> **Coordinate annotation records**:
'''
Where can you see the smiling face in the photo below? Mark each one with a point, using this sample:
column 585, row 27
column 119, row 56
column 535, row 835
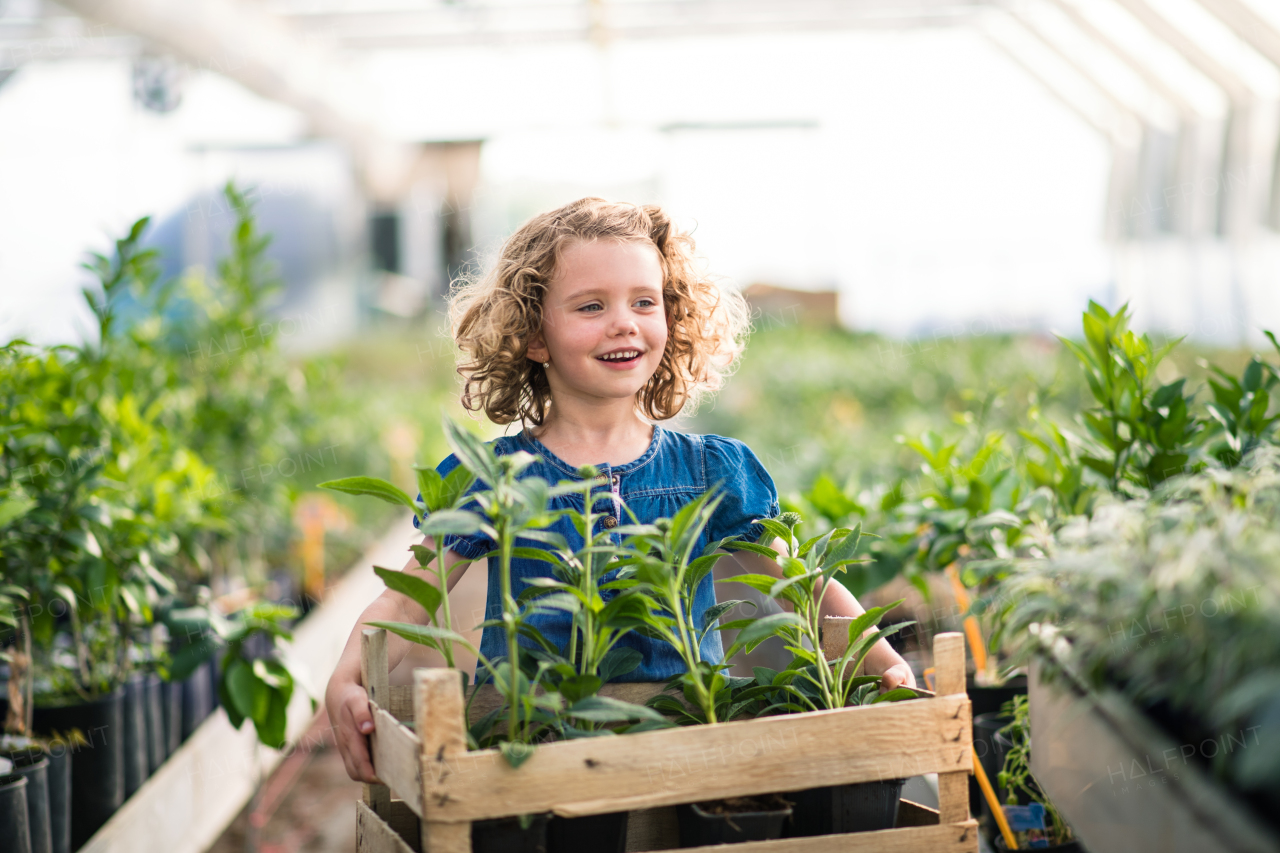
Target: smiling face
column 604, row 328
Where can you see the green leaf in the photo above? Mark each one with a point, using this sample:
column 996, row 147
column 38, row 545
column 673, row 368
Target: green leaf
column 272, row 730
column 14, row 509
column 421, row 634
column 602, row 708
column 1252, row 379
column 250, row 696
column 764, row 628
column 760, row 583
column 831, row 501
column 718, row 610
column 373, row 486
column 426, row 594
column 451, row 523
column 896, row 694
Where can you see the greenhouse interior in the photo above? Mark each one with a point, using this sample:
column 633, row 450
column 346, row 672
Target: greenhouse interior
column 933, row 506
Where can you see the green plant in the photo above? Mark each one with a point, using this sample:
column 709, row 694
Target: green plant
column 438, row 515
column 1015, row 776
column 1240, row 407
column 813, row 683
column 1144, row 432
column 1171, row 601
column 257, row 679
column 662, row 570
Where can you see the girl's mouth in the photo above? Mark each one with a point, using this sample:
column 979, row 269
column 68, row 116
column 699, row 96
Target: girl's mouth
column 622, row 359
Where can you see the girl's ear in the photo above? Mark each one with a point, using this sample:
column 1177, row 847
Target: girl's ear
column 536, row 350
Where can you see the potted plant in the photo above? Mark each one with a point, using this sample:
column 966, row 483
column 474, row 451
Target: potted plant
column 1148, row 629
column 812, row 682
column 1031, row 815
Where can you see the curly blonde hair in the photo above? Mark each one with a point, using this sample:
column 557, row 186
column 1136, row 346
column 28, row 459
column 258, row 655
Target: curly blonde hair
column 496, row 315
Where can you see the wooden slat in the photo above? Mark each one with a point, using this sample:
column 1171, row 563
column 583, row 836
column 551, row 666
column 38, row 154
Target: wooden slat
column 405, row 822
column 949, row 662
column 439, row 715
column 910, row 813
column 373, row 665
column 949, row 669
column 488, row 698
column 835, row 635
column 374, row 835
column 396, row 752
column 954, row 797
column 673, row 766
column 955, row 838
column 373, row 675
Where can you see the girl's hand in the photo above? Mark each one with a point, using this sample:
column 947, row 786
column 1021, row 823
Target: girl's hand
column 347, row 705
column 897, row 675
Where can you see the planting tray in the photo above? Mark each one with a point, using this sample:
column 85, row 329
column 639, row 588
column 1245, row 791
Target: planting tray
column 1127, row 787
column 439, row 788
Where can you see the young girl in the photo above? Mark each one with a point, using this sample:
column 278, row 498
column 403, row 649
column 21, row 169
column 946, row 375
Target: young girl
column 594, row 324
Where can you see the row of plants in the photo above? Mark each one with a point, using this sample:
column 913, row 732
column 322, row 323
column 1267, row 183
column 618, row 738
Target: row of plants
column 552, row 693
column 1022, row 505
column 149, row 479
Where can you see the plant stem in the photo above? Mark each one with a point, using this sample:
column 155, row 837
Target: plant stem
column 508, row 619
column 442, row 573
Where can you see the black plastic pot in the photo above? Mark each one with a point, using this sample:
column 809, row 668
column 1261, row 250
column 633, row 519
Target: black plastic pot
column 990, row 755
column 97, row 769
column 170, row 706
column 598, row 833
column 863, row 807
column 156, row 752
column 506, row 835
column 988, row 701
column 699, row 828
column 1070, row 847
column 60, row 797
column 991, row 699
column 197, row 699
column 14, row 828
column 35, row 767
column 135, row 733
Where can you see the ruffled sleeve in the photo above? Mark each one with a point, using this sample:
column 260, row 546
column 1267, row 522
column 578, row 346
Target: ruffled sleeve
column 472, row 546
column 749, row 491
'''
'''
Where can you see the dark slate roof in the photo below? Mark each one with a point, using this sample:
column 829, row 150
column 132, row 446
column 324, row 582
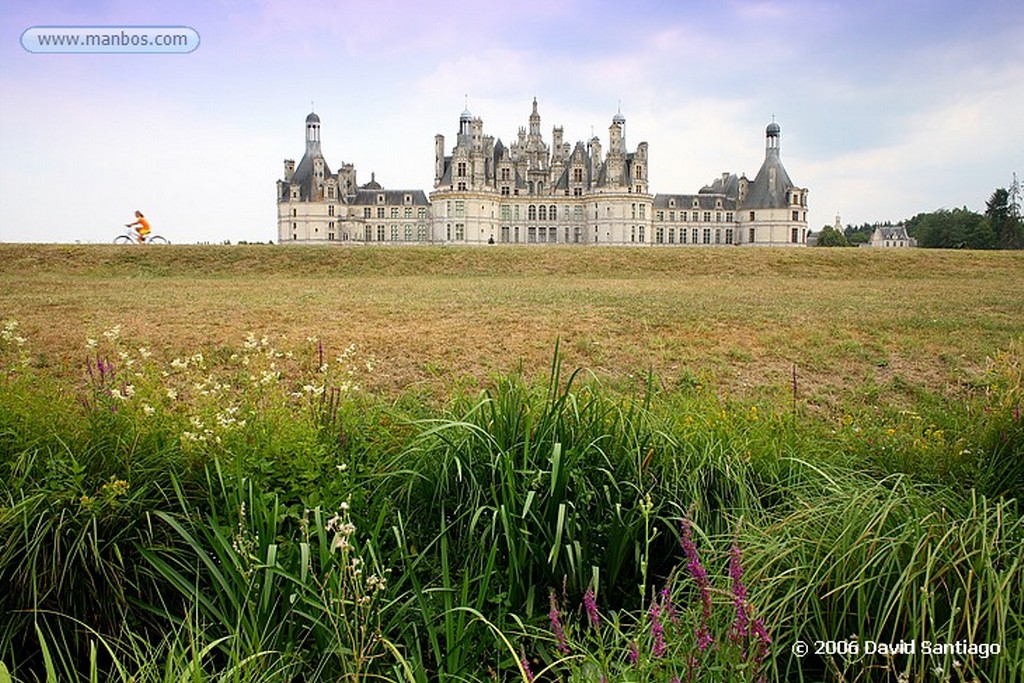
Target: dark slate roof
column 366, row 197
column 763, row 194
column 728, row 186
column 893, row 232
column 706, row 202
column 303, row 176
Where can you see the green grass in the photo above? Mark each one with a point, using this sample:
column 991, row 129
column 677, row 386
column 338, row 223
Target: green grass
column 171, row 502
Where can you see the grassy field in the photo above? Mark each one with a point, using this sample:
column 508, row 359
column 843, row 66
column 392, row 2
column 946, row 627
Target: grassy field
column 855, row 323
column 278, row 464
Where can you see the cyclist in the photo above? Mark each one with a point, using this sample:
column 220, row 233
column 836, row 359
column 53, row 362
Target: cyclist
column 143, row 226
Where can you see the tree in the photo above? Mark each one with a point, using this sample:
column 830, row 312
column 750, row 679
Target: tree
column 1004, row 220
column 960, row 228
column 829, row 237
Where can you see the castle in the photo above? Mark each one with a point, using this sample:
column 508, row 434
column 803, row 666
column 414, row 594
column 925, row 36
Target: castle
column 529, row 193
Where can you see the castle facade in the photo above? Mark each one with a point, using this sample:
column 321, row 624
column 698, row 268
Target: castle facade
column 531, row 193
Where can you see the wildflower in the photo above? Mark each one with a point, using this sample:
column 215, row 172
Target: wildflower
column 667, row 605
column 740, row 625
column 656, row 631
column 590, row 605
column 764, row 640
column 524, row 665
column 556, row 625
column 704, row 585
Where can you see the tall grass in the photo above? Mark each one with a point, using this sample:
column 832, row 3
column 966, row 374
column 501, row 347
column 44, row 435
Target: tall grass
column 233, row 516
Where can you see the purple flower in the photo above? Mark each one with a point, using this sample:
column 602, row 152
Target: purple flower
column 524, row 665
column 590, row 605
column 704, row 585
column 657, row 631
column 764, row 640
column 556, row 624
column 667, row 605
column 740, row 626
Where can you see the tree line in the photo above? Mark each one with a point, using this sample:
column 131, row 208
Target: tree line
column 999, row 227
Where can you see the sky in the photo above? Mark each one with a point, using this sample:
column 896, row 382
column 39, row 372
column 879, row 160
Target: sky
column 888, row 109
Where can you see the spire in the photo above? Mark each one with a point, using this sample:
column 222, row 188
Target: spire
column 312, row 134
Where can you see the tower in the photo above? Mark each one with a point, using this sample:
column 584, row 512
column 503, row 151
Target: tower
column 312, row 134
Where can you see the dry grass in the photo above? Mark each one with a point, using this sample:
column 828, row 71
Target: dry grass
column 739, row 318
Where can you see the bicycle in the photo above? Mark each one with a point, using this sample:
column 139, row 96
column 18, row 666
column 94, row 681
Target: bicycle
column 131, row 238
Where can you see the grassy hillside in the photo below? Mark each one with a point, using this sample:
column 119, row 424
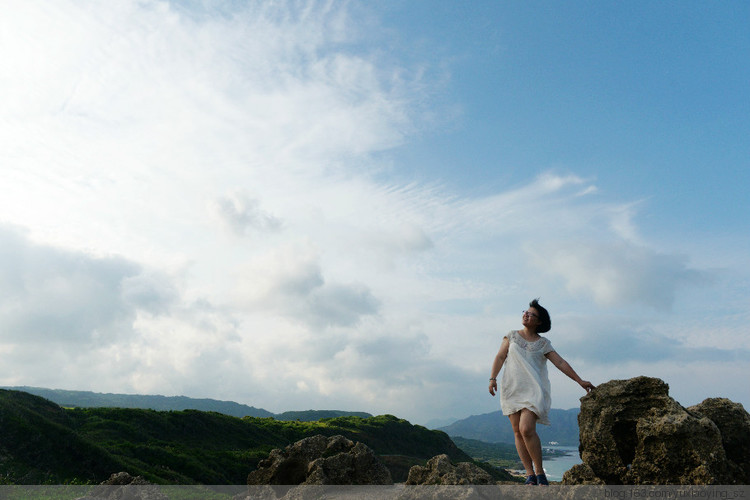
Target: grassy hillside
'''
> **Requirements**: Print the lines from the one containing "Where can you see the plant stem" through the one containing "column 749, row 491", exactly as they appear, with both of those lines included.

> **Result for this exercise**:
Where can you see the plant stem in the photo above? Mark each one with a point, using this sample:
column 155, row 837
Target: plant stem
column 508, row 619
column 442, row 573
Where can you see the black plastic pot in the photo above? Mark each one with a point, using this sample:
column 809, row 668
column 1261, row 250
column 633, row 519
Target: black plastic pot
column 990, row 755
column 97, row 769
column 170, row 706
column 598, row 833
column 863, row 807
column 156, row 752
column 506, row 835
column 988, row 701
column 699, row 828
column 1070, row 847
column 60, row 797
column 991, row 699
column 197, row 699
column 14, row 828
column 35, row 767
column 135, row 733
Where can you see the ruffled sleeve in the photo above? Mark each one with a point, using this sample:
column 260, row 546
column 1267, row 522
column 578, row 346
Target: ruffled sleeve
column 472, row 546
column 749, row 491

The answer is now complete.